- [USING THE INFORMATION]:
1. According to the article about the Australian minister's visit to the Akode Epicentre, which country funds the Akode Epicentre?
2. From the article about the Australian minister's visit to the Akode Epicentre, reproduce the passage starting at "Several Akode Epicentre" and ending at "a volunteer, said.".

- [TEXT SECTION]:
Mr Tim Watts, Australia’s Assistant Minister for Foreign Affairs, has paid a working visit to Akode Epicentre of The Hunger Project, which works to improve livelihoods in rural communities and to reduce hunger and poverty.
The visit was to provide the minister with first-hand knowledge of The Hunger Project (THP) Ghana’s operations, specifically at the Akode Epicentre, which is funded by Australia.
Several Akode Epicentre recipients took turns enumerating the benefits they have received, including economic empowerment training activities, social entrepreneurial initiatives, and vocational training.
“These activities that we’ve learned are helping us a lot because it’s led to a significant reduction in school dropouts and teenage pregnancies in communities,” Ms Jenifer Azander, a volunteer, said.
She noted that the clinic, which serves five communities with a total population of over 5,571, was overburdened and required quick expansion and upgrading to increase service delivery to the people.
She, however, expressed worry over an ongoing road-building project from Adukrom to Somanya, which has destroyed water pipelines and left the clinic and many settlements without potable water for nearly three years.
“Look at this terrible water; this is what we use at the clinic and at home, and we’ve complained to the assembly and community leaders several times, but no one is listening,” she added. “Pregnant women, come to deliver here; this is the tainted water we use.”
Mr Watts expressed satisfaction with their achievements and praised volunteers, chiefs and elders, health workers, as well as officers of THP, for their outstanding work in implementing the epicentre strategy to create a vibrant, thriving, self-reliant community.
“The members of these communities have developed and delivered a whole range of vital services, from midwifery to training to information and technology,” he said. “I am particularly impressed.”
He added: “And in the face of changing climate, the epicentre is supporting farmers to increase yield sustainably, as we have already heard, as well as expanding access to resources for responding and adapting to the effects of climate change, a shared challenge that Ghana and Australia are facing.”

- [EXTRACTED DATA]:

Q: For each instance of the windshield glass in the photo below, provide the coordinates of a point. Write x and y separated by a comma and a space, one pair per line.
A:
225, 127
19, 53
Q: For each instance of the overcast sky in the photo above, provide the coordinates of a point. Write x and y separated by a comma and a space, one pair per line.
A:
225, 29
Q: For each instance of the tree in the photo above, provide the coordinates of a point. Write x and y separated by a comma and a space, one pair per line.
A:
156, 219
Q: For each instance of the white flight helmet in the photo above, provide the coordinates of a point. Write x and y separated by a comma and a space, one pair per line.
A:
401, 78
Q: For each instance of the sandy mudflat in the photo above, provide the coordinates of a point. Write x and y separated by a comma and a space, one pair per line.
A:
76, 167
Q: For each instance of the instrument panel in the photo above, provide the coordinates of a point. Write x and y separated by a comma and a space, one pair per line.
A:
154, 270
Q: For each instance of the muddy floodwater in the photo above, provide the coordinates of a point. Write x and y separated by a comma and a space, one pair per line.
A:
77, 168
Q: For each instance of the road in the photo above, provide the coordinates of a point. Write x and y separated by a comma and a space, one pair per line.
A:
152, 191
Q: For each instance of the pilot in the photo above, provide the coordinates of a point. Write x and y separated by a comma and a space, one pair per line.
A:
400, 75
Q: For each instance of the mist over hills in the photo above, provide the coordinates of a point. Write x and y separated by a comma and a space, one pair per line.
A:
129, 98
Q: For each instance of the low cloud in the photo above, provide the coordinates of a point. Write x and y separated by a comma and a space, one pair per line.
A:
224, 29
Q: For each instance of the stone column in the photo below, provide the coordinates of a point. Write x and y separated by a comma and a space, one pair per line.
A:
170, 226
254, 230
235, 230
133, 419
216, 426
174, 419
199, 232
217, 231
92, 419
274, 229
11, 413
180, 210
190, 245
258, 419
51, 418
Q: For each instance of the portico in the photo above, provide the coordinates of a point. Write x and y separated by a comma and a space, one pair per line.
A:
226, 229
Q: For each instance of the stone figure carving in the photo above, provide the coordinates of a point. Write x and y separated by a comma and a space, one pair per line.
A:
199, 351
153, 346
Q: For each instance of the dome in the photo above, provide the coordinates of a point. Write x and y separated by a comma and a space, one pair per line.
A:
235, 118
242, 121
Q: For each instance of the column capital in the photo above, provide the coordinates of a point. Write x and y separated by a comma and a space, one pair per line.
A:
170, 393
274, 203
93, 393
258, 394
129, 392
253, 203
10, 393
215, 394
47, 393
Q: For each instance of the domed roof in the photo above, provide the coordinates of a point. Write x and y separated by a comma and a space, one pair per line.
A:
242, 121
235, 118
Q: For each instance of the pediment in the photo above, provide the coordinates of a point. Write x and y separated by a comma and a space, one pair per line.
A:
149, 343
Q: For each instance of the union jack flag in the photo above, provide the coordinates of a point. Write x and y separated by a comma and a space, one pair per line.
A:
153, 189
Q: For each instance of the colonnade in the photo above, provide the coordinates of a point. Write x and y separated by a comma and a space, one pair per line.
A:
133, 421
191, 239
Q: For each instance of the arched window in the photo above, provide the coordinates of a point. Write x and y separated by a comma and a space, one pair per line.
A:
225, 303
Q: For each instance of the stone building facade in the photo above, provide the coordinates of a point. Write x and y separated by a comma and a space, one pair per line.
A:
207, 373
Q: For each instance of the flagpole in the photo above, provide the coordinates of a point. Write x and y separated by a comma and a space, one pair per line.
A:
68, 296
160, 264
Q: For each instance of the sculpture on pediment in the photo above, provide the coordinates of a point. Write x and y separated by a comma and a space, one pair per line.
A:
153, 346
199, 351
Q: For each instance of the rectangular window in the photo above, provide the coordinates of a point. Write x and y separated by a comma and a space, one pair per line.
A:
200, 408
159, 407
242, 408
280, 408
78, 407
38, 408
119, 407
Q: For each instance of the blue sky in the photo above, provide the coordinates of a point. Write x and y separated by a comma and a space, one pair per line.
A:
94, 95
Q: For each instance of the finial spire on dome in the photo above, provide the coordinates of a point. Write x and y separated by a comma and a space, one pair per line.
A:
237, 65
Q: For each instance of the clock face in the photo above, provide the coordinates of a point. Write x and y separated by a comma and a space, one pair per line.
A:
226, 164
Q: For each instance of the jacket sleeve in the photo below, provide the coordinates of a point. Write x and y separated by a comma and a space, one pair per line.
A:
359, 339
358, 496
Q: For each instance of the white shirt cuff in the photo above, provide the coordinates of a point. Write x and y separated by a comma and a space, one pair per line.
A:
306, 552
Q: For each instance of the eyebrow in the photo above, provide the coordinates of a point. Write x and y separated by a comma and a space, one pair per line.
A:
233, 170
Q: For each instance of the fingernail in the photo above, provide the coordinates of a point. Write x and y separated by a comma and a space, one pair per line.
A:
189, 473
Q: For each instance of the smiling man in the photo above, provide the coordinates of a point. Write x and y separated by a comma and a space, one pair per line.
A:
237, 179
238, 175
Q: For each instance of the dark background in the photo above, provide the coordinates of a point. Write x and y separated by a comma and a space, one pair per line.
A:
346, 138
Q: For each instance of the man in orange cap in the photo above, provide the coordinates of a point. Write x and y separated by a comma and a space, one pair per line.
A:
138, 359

- [ANSWERS TO THIS EXERCISE]:
1. Australia

2.
Several Akode Epicentre recipients took turns enumerating the benefits they have received, including economic empowerment training activities, social entrepreneurial initiatives, and vocational training.
“These activities that we’ve learned are helping us a lot because it’s led to a significant reduction in school dropouts and teenage pregnancies in communities,” Ms Jenifer Azander, a volunteer, said.